* [Exercise] Please print exactly the lines below, from the start of the material up to and including the line with "[(2, 359), (468, 39), (83, 45), (308, 273)]", but none of the pictures.

* [Data for this task]
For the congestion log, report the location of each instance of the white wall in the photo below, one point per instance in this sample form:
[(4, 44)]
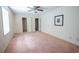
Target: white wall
[(4, 39), (70, 30), (18, 20)]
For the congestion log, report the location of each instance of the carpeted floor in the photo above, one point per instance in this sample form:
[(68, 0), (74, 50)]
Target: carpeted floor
[(39, 42)]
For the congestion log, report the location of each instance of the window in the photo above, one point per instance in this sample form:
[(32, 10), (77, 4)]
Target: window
[(5, 16)]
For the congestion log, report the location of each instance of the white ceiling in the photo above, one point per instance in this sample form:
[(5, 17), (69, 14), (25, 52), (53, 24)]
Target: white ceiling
[(24, 9)]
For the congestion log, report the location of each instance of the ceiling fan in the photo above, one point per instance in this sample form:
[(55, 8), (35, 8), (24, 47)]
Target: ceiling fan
[(36, 9)]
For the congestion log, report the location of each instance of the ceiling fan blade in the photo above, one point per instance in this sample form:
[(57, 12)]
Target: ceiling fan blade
[(30, 7), (30, 10)]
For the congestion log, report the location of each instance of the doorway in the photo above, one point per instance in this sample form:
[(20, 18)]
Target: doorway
[(24, 22)]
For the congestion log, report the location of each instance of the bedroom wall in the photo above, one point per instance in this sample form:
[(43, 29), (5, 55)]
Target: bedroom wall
[(4, 39), (18, 20), (70, 30)]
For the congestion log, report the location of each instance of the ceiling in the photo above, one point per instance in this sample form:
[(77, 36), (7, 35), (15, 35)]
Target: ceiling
[(24, 9)]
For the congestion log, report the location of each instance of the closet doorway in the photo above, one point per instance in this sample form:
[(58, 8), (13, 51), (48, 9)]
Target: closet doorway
[(24, 22)]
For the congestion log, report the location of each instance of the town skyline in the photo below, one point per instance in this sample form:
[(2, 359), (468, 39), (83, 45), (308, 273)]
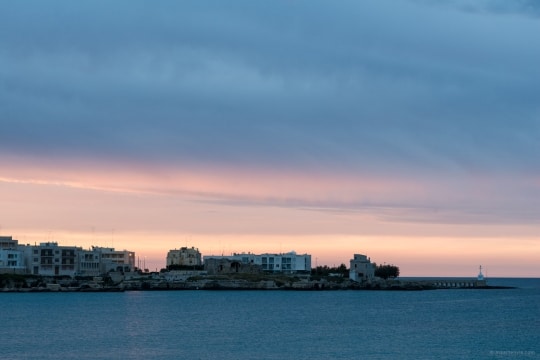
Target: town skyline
[(407, 130)]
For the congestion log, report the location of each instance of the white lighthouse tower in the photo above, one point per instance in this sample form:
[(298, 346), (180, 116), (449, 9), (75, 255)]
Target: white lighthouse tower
[(480, 275)]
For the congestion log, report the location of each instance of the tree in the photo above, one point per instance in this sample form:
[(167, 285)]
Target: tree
[(386, 271)]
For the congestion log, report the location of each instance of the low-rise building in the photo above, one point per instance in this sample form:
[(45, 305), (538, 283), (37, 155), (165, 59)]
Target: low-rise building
[(11, 256), (277, 263), (115, 260), (184, 257), (361, 268), (50, 259)]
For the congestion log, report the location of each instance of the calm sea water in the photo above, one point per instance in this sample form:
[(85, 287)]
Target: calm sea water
[(440, 324)]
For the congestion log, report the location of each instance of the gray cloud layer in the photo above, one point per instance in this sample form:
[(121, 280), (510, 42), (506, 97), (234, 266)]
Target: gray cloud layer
[(358, 86)]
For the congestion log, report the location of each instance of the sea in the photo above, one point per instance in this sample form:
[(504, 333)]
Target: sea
[(270, 324)]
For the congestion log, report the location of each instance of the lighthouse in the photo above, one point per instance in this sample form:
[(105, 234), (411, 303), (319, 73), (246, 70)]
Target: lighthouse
[(480, 275)]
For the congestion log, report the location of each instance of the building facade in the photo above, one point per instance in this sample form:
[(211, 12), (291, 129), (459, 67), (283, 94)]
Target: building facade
[(115, 260), (51, 259), (276, 263), (11, 257), (361, 268), (184, 257)]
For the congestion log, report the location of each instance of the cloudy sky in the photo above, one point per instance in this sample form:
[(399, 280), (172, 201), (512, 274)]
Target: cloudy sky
[(407, 130)]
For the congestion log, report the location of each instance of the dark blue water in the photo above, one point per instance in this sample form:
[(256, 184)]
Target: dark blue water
[(442, 324)]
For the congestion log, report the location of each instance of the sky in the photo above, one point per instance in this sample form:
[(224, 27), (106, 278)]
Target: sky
[(406, 130)]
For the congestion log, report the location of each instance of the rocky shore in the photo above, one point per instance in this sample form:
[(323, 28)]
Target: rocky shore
[(157, 281)]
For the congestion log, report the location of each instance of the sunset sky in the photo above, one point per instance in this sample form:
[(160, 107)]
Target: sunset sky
[(408, 131)]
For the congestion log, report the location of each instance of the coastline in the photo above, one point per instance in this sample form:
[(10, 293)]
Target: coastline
[(258, 282)]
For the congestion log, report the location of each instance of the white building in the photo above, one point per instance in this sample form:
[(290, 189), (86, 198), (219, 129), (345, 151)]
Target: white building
[(115, 260), (50, 259), (184, 257), (281, 263), (11, 257), (361, 268)]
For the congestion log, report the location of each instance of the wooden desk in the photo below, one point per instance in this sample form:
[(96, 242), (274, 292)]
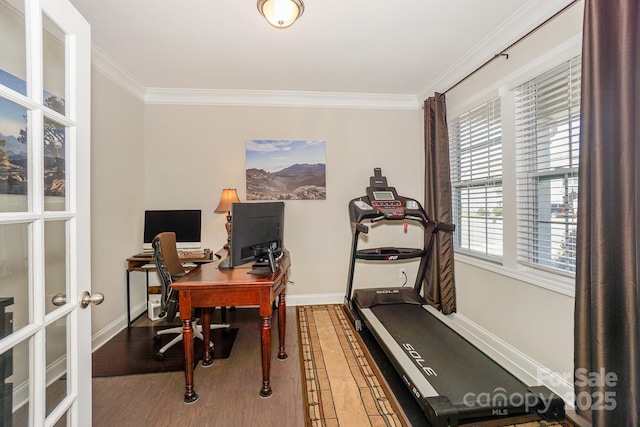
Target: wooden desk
[(146, 264), (206, 286)]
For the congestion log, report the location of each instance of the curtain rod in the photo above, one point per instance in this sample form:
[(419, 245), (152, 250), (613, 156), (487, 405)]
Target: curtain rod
[(503, 52)]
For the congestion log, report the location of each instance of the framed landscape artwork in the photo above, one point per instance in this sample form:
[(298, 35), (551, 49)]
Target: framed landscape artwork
[(285, 169)]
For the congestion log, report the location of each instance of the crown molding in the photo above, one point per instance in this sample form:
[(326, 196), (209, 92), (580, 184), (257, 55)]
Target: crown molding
[(533, 13), (267, 98), (115, 72)]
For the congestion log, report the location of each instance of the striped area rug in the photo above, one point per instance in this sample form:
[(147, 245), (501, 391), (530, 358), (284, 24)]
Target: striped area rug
[(342, 385)]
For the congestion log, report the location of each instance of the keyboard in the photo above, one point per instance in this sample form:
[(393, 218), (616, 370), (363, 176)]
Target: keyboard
[(144, 255)]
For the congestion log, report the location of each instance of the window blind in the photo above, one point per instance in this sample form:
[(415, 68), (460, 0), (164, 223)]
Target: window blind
[(475, 141), (547, 146)]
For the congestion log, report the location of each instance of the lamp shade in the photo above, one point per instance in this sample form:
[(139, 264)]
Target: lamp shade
[(281, 13), (229, 197)]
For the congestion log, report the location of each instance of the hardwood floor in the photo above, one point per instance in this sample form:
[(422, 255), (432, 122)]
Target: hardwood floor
[(228, 390)]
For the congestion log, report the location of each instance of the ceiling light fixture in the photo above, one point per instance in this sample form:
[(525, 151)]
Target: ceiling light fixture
[(281, 13)]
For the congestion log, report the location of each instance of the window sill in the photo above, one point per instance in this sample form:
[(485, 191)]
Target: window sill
[(553, 282)]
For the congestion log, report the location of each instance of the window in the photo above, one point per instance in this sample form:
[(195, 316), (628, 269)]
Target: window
[(547, 142), (475, 141)]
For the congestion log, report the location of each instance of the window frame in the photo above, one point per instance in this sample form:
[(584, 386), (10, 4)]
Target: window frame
[(474, 93)]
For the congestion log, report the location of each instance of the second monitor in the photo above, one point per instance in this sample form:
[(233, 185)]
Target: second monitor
[(257, 234)]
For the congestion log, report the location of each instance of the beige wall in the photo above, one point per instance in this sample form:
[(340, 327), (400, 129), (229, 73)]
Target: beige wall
[(117, 194), (534, 320)]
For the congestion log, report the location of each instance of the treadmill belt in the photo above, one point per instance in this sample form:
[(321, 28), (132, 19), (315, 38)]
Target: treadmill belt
[(460, 370)]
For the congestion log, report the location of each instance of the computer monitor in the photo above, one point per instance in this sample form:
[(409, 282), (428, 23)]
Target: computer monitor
[(186, 223), (257, 234)]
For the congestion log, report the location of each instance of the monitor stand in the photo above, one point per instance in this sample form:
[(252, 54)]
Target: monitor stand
[(265, 267)]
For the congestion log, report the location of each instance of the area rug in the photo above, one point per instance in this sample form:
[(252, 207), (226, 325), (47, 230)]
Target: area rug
[(132, 351), (341, 384)]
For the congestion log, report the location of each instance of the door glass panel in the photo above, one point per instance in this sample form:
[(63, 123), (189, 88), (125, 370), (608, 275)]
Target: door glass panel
[(14, 156), (54, 165), (63, 421), (56, 353), (14, 273), (55, 273), (16, 386), (12, 46), (54, 71)]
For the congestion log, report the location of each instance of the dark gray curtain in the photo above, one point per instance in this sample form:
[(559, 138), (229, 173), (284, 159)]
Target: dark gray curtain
[(607, 335), (440, 289)]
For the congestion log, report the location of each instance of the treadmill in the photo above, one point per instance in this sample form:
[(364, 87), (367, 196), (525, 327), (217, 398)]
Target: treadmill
[(450, 378)]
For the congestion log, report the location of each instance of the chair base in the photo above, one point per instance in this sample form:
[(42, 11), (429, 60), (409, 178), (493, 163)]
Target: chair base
[(197, 333)]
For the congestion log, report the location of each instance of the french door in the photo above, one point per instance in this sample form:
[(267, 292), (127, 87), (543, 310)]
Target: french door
[(45, 335)]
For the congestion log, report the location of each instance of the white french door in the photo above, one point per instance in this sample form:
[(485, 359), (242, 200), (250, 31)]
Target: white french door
[(45, 335)]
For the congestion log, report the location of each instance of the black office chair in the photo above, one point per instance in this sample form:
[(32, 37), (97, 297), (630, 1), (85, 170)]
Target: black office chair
[(169, 267)]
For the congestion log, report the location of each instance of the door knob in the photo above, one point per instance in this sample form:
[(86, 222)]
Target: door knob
[(86, 298), (59, 300)]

* [Answer]
For the congestion log, report the location of each instance of the white wall in the photo below, one point per instance in this sample form:
[(4, 44)]
Target: white wall
[(4, 39), (70, 30), (18, 20)]
For the congestion log, report the location of each instance of the carpeted floor in the photo above, one point per instance in this sample form:
[(68, 0), (74, 50)]
Target: carpeted floor
[(39, 42)]
For the congestion log, report the location of each instance of the window in the photo above, one point per instance in this sample form:
[(32, 10), (77, 4)]
Target: window
[(5, 16)]
For the congestion log, report the location of each instance of the white ceiling in the photo above, one point per instance in this sample form:
[(5, 17), (69, 14), (25, 52), (53, 24)]
Target: white ceiling
[(24, 9)]
For the congestion log, report the location of each instance of the ceiling fan in the photo above, one point per instance in this sample form:
[(55, 8), (35, 8), (24, 47)]
Target: ceiling fan
[(36, 9)]
For the congestion log, report the location of each instance of the ceiling fan blade in the photo above, one point per instance in this sample form:
[(57, 12)]
Target: ceiling fan blade
[(30, 7), (30, 10)]
For the congestion log, report the location of each instance of the doorway in the photo above, one point per instance in this sample form:
[(20, 18)]
Target: doorway
[(24, 22)]
For the congestion log, report the location of each instance of the bedroom wall in the photo above, one point per instance in this sample form:
[(43, 29), (5, 55)]
Target: bedroom wall
[(4, 39), (18, 20), (70, 30)]
For the congestion log, report the location of each instance of the ceiling in the photo above, one point per instance in this sample form:
[(77, 36), (7, 35), (15, 35)]
Target: ceiling
[(24, 9)]
For the congestion log, report the location of each instance of the closet doorway in the photo above, one point per instance in this sample form:
[(58, 8), (13, 51), (48, 9)]
Target: closet doorway
[(24, 22)]
For the congestion log, report the location of each instance of the town skyline in the photo below, one point per instance in this sample form:
[(2, 359), (468, 39), (83, 45), (308, 273)]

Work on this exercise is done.